Start of Block

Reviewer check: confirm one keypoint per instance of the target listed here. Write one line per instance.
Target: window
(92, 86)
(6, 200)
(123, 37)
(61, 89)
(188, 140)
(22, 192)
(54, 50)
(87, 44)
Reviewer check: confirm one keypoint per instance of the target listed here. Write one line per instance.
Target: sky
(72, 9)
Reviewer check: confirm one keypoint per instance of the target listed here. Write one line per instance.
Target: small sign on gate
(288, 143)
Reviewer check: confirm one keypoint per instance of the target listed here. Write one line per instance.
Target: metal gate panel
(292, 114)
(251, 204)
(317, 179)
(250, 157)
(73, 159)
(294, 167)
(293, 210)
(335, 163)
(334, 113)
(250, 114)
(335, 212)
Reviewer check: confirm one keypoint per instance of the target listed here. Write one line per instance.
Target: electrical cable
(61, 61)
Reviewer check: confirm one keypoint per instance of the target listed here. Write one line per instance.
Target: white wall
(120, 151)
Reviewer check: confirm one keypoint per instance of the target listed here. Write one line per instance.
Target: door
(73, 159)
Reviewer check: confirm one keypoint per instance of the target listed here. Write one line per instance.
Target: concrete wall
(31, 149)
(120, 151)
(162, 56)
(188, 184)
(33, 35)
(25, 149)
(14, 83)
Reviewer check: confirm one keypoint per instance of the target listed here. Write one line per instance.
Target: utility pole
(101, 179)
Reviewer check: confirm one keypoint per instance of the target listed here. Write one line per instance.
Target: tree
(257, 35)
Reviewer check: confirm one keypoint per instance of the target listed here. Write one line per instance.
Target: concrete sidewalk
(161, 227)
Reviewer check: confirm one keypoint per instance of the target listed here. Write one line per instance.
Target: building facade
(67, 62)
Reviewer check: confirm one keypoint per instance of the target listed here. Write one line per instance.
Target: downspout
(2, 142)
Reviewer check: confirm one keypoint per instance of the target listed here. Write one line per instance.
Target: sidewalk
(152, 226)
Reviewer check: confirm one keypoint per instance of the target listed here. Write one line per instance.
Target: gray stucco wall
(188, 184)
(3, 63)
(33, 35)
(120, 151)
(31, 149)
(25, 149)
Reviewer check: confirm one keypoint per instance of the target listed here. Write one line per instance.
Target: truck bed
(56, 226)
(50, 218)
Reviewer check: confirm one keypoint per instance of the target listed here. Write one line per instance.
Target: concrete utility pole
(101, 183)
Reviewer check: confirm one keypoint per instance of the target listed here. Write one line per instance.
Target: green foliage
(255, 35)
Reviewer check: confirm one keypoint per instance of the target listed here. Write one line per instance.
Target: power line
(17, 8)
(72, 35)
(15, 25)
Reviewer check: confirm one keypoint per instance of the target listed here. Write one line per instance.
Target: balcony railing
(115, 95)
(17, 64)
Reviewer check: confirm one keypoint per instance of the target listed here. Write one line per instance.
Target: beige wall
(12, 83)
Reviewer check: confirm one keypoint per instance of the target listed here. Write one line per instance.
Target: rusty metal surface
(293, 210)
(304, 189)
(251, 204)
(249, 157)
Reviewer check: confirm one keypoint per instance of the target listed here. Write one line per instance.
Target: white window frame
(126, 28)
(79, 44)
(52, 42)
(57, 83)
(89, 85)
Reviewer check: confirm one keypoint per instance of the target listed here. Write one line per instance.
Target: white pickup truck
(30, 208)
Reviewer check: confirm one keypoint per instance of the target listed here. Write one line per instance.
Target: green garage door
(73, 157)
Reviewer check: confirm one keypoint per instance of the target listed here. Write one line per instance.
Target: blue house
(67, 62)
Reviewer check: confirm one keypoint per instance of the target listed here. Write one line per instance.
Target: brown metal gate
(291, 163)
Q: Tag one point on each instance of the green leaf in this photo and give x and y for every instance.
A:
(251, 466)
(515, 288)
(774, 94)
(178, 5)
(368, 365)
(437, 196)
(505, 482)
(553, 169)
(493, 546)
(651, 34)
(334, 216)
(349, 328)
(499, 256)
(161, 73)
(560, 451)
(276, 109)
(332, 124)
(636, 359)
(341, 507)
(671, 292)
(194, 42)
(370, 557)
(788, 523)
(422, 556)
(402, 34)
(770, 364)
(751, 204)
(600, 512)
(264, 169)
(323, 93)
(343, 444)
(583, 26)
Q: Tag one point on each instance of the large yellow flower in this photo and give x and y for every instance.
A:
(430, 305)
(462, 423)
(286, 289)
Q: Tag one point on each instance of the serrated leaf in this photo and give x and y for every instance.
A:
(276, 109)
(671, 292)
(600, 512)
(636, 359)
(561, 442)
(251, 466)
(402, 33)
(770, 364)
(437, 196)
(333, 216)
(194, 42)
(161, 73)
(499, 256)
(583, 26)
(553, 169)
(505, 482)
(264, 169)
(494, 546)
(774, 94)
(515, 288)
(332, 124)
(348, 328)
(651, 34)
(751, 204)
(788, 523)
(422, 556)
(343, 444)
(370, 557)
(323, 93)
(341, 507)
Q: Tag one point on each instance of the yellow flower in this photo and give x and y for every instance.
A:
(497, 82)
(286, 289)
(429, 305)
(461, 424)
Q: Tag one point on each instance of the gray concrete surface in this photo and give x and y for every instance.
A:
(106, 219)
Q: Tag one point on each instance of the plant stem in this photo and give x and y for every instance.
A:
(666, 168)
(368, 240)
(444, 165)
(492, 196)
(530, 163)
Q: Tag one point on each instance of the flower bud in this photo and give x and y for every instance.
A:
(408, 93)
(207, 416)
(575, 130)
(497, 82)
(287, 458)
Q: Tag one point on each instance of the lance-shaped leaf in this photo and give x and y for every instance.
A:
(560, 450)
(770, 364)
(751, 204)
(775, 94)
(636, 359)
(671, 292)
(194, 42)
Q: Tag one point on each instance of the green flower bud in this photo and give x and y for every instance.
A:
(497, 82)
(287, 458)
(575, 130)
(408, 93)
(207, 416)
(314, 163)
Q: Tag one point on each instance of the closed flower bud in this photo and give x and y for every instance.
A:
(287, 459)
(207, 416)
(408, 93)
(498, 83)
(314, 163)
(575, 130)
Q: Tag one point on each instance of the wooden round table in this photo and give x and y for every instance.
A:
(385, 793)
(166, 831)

End of Block
Start of Block

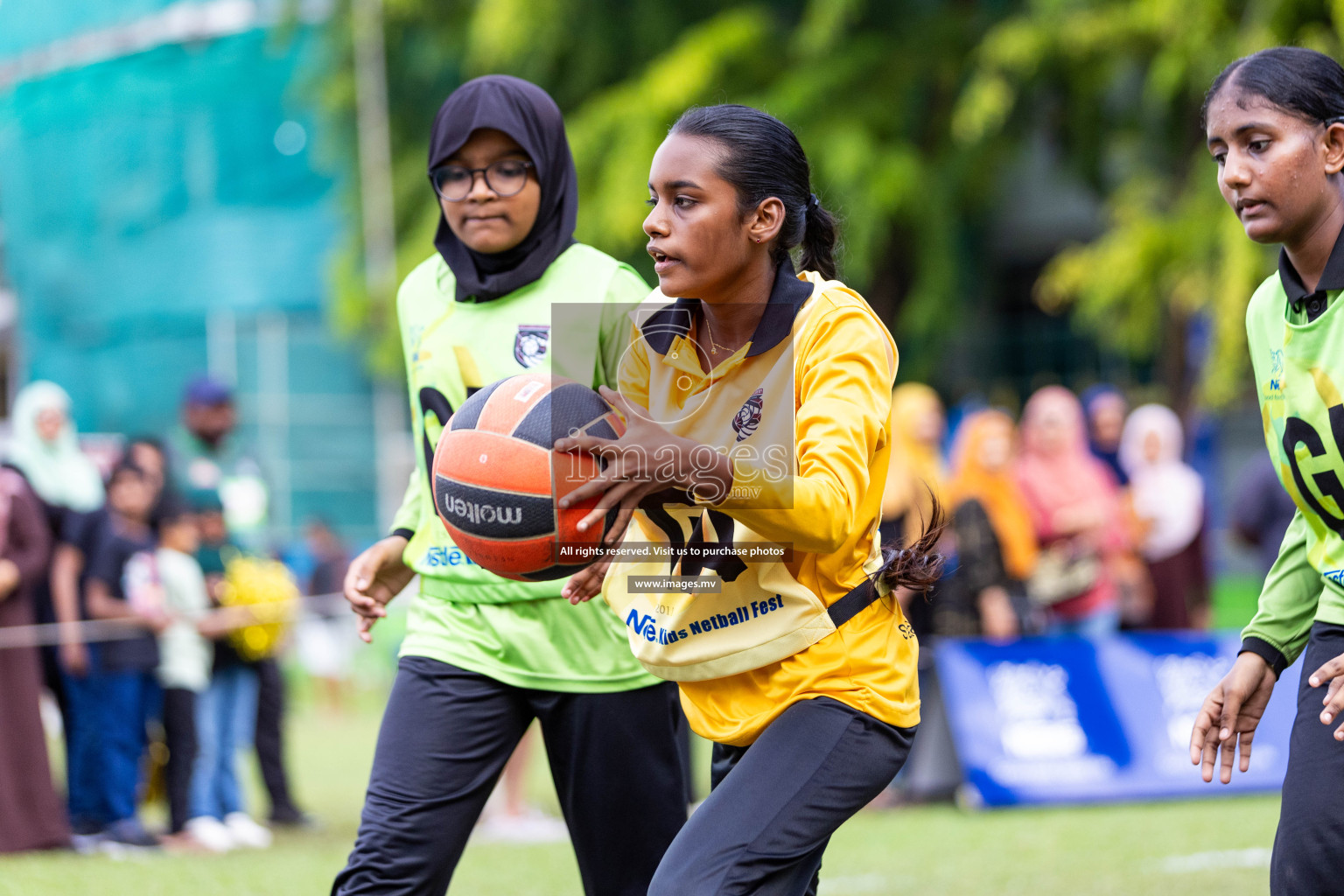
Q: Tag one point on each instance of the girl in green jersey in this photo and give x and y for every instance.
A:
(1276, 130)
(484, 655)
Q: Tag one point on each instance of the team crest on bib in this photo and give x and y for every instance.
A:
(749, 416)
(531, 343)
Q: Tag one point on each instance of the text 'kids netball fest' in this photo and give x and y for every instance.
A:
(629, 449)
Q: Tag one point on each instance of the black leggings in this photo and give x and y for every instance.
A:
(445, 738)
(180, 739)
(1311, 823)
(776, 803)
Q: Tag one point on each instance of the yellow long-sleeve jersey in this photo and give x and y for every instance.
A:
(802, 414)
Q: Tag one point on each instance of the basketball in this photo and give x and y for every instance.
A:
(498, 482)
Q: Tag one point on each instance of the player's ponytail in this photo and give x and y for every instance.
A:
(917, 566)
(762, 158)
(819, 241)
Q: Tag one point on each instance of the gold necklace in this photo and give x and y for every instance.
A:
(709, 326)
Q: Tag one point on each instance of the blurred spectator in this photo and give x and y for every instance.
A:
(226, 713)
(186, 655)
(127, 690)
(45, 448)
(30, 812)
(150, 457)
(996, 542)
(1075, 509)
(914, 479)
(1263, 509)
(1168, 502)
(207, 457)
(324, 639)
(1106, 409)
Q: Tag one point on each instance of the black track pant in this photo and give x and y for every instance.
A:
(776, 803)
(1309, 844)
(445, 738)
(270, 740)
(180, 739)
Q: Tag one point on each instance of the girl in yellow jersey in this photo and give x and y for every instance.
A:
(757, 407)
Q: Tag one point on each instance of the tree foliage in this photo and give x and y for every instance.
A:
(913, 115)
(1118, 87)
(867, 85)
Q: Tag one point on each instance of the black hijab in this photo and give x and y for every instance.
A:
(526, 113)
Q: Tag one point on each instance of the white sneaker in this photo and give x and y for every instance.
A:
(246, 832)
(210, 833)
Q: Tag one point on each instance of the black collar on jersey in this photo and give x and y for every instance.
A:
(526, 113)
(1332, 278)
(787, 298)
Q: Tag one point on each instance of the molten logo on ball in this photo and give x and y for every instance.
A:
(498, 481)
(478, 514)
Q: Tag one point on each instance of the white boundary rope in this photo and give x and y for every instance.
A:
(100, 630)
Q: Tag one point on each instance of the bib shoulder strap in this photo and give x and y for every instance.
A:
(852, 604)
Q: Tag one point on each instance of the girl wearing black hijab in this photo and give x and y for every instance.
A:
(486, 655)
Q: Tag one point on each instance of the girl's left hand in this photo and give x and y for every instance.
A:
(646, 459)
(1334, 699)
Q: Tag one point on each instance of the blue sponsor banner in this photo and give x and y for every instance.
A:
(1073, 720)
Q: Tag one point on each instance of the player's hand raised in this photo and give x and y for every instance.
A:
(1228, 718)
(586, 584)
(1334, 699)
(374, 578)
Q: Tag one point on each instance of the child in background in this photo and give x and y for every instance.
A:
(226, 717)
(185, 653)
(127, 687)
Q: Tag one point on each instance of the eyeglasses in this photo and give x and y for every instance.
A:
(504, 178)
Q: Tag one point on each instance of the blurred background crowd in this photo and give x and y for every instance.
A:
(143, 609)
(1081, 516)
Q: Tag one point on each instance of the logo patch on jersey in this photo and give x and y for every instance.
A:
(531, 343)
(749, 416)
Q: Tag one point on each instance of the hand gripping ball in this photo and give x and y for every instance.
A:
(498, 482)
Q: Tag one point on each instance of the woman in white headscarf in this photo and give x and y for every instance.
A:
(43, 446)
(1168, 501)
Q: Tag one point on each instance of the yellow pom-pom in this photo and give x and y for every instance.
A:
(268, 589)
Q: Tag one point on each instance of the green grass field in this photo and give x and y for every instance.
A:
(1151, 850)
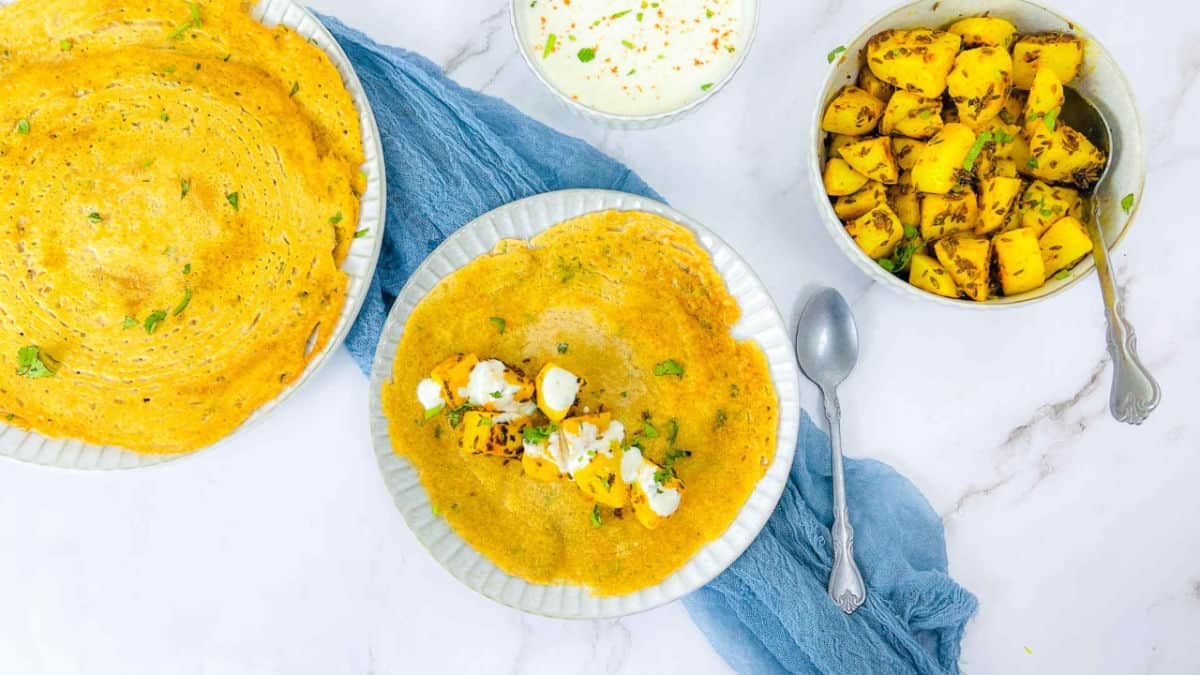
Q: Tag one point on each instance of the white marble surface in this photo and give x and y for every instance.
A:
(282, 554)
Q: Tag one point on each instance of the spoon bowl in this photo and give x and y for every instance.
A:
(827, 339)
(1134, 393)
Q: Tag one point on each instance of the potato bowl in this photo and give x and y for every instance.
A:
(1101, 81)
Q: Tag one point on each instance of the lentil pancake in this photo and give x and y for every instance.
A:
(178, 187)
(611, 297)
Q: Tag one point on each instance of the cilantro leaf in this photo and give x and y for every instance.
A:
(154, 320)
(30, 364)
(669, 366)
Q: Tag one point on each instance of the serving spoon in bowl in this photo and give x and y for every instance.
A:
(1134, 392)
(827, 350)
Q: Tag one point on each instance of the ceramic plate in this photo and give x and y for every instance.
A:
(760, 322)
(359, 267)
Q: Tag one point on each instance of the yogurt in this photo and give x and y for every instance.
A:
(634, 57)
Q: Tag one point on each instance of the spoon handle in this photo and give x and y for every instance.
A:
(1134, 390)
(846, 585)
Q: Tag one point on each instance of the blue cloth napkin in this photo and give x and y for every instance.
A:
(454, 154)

End of Block

Using the records above, write out exactly the lines between the one holding "Q: Tag one point on each instance of the blurred background" and the one holding "Q: Tag one point on each instance of the logo", inclusive; leave everything else out.

Q: Tag one point on each instance of the blurred background crowd in this photo and give x and y for every instance.
A:
(143, 609)
(1081, 516)
Q: Tag one point on each instance of the logo patch on jersey in this photo and give x and y for every instance.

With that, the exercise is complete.